— Start —

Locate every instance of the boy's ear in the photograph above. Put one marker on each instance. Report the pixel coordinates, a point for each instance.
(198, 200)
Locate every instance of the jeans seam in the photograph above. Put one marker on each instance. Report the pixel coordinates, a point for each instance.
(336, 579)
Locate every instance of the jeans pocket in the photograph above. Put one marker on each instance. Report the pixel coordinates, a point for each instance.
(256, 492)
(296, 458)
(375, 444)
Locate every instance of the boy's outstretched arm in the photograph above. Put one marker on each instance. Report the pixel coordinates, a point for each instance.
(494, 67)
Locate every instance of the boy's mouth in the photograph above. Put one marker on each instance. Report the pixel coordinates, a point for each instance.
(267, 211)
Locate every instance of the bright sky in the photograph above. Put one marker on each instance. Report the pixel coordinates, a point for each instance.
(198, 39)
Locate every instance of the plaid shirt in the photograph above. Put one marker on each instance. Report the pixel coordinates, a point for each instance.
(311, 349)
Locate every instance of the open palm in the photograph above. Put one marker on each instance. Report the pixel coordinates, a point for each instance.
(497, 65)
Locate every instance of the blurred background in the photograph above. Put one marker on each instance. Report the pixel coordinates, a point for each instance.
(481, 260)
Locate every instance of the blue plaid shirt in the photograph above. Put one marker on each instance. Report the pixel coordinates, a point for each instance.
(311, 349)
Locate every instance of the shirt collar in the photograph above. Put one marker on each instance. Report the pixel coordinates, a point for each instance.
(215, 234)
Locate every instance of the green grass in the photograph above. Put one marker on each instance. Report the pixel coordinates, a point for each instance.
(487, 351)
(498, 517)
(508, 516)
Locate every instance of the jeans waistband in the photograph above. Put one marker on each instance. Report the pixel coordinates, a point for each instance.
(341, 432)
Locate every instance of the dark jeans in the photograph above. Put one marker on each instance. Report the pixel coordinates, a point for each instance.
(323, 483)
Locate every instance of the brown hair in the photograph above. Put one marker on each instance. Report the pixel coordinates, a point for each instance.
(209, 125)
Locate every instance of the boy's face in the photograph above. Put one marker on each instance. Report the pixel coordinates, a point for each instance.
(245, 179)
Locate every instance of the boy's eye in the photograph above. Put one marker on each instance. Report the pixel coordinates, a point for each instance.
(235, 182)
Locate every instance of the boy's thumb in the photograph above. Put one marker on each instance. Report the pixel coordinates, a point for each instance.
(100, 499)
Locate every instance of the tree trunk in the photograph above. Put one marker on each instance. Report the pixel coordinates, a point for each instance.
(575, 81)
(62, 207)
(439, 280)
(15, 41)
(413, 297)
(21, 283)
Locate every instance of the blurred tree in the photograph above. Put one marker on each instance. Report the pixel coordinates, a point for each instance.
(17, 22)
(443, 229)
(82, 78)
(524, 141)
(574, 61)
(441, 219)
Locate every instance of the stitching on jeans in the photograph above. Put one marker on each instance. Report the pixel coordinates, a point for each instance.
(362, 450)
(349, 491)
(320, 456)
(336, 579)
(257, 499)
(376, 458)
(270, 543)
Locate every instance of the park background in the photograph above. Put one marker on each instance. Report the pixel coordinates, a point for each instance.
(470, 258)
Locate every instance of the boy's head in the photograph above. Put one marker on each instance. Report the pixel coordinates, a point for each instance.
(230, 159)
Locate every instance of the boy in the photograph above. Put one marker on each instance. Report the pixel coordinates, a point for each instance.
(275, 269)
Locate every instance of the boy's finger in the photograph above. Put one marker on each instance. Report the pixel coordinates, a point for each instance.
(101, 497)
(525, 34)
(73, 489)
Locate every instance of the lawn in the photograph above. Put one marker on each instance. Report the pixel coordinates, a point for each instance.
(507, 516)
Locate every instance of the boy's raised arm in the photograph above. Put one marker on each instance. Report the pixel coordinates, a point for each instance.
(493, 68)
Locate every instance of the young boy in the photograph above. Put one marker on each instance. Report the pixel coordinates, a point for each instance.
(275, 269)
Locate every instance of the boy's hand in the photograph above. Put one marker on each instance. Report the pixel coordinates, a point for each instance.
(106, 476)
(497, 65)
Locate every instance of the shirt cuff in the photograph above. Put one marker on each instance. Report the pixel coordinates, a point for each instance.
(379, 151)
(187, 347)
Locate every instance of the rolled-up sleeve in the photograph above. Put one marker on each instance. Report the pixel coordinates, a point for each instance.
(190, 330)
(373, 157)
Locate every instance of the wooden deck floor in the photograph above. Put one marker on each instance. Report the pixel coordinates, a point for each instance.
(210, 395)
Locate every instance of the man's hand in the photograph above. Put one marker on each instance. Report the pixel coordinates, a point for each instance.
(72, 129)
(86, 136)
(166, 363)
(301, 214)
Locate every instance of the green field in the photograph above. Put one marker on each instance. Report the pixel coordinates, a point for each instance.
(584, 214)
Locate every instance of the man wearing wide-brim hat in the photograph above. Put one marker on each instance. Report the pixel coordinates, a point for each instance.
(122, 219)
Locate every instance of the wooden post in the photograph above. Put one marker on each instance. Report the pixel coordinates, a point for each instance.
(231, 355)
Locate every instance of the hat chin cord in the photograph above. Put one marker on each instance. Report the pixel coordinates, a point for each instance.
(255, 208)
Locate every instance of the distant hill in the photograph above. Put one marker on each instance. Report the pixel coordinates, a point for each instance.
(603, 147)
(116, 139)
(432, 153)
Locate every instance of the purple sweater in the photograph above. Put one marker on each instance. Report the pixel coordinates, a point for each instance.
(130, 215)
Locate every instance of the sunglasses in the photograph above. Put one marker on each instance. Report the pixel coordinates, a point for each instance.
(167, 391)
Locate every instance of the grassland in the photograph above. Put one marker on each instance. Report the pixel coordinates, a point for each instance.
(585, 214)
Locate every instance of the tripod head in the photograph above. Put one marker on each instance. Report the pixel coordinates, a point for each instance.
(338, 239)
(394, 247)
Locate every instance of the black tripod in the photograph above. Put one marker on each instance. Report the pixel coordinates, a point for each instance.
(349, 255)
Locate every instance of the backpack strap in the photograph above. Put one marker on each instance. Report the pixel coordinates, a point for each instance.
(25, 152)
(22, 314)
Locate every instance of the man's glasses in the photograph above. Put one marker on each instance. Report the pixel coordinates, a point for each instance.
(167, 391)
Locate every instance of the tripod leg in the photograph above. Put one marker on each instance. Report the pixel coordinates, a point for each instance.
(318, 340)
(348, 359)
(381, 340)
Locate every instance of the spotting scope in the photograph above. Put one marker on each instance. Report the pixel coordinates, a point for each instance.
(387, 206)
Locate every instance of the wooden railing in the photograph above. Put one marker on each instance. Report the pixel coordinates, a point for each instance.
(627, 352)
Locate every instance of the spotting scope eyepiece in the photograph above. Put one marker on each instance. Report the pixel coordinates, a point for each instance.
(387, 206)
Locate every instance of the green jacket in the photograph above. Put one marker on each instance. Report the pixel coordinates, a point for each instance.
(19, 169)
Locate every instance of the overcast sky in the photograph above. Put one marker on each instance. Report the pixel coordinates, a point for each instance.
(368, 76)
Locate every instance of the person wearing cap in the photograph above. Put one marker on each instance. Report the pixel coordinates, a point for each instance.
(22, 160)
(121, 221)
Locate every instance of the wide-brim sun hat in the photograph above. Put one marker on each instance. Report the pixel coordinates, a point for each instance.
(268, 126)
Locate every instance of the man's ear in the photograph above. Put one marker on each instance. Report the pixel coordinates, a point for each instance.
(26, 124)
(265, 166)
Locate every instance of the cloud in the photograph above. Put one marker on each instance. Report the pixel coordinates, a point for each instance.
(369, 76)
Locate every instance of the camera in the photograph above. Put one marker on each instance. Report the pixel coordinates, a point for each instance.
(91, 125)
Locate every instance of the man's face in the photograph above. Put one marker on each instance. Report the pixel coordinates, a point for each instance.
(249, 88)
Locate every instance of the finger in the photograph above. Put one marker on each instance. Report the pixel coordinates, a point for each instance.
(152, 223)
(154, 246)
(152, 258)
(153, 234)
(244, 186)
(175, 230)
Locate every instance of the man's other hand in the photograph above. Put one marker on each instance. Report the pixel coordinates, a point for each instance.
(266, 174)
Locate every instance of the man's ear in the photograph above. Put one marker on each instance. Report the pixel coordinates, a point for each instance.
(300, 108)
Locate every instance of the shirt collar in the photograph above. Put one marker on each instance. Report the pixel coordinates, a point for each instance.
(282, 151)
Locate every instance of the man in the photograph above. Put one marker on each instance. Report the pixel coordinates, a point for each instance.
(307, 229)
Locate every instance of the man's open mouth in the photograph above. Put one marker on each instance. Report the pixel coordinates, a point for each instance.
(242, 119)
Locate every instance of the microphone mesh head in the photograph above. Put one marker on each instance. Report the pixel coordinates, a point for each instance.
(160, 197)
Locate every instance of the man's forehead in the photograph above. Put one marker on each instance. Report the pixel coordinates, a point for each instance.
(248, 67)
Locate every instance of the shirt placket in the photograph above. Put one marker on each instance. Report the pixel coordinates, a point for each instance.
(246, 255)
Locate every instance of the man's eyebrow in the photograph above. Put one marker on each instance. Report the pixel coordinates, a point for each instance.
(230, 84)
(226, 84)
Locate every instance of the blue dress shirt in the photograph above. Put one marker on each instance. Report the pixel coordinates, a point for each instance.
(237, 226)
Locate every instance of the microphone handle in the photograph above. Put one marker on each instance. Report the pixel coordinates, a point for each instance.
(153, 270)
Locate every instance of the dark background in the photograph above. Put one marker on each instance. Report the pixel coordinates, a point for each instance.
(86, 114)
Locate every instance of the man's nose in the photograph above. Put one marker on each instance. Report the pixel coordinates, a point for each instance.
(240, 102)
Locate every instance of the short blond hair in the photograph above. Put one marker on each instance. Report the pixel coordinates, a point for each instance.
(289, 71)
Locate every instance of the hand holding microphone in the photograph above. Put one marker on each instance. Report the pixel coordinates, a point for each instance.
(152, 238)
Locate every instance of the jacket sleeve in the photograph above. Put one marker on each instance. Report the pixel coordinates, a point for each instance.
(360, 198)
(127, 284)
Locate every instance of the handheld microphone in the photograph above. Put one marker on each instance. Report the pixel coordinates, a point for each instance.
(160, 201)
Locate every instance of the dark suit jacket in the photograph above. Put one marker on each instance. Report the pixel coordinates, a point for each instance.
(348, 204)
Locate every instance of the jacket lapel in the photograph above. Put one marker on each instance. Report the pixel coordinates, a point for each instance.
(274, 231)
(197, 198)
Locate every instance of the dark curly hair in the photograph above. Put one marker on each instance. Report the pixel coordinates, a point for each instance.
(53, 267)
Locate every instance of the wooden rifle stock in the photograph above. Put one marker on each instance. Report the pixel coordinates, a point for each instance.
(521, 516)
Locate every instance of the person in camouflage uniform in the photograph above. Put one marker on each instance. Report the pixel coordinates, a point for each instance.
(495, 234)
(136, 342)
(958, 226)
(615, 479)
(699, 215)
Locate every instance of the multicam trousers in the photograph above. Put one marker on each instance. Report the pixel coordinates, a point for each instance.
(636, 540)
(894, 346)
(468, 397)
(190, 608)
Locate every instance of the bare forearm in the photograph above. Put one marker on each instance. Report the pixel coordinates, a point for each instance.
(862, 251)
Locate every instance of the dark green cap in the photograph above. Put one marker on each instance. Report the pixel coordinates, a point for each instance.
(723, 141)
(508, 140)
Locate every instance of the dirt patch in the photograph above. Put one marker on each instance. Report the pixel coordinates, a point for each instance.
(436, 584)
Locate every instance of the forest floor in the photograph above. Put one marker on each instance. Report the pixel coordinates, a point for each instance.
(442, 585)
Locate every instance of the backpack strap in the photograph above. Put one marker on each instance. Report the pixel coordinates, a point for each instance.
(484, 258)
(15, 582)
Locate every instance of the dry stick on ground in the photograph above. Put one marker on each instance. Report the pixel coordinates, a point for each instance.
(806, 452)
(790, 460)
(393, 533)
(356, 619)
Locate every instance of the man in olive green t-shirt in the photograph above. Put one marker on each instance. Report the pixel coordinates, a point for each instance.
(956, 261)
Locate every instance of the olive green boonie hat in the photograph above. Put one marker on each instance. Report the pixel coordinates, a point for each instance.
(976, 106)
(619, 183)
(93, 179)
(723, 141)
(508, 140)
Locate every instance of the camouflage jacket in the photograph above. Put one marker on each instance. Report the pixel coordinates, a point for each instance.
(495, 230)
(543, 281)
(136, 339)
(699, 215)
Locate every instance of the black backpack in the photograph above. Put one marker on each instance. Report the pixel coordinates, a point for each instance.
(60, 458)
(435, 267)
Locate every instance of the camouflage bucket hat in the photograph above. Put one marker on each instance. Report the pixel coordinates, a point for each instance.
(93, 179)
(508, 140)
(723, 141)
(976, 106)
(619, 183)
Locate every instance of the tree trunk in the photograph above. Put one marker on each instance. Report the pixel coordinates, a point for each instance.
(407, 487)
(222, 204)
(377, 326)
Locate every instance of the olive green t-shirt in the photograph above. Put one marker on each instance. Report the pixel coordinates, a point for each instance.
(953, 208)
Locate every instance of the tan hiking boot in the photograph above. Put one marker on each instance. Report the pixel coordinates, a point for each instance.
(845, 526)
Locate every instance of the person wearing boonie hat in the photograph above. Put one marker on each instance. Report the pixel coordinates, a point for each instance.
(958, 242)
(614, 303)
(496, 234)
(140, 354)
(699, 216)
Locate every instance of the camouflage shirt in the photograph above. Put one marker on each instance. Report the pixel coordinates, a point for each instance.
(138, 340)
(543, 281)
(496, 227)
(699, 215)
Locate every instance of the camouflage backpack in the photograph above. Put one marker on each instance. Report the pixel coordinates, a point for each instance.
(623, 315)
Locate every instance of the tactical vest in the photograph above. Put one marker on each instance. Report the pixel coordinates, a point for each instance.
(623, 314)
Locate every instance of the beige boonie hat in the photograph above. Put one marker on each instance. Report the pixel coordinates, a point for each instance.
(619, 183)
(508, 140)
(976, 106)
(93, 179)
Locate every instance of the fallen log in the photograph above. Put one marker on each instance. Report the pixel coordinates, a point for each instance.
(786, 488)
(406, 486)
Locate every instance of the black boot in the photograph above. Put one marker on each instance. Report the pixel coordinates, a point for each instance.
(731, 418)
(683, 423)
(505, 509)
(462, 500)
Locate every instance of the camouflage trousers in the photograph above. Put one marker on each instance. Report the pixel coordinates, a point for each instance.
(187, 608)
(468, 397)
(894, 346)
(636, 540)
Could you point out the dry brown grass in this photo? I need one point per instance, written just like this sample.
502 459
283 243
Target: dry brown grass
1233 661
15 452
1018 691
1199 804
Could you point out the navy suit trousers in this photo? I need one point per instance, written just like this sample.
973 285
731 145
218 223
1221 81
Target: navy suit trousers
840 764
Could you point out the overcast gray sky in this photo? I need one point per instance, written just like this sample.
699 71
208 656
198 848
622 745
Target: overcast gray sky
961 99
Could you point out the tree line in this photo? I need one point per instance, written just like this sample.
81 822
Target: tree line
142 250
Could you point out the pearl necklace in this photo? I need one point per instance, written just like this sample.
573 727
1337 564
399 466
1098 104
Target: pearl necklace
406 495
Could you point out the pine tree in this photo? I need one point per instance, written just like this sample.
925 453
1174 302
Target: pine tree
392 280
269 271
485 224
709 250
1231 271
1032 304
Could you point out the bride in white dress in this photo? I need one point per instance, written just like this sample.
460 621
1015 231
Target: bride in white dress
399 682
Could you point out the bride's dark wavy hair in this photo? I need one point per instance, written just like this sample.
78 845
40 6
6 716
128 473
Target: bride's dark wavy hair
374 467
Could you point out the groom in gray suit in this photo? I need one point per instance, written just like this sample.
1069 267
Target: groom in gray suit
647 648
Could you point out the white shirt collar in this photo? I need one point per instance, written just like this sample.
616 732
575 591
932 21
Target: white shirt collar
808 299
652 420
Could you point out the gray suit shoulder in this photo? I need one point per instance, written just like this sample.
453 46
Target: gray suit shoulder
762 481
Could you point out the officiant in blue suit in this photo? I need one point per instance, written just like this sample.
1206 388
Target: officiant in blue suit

— End —

# [Exercise instructions]
Repeat the line containing "Could you point out the bride in" and all subsequent lines through the final line of the data, exactly and with no others.

# [Written reply]
Could you point out the bride in white dress in this photo? I need one point per instance, written just like this sample.
460 621
1015 231
Target: bride in white dress
399 682
Could you point out the bride's dark wavy hair in this photo? I need one point per instance, written just like this sample.
78 845
40 6
6 716
128 473
Target: bride's dark wavy hair
374 467
Could you point out the groom in gray suit in this photo? I need one point per instance, written just like this sample.
1069 267
Target: groom in gray suit
647 648
Could you point out the white shirt collar in this photo? I need one point per instance, written just like this sample.
616 732
575 591
932 21
Target: white shirt collar
808 299
652 420
Could you point out the gray suit shoulder in this photo? I need one point per instance, written just like this sample.
453 46
Target: gray suit shoulder
762 481
Could you point out the officiant in blue suit in this photo? I need one point per instance, written just like this sample.
1206 388
Target: officiant in blue suit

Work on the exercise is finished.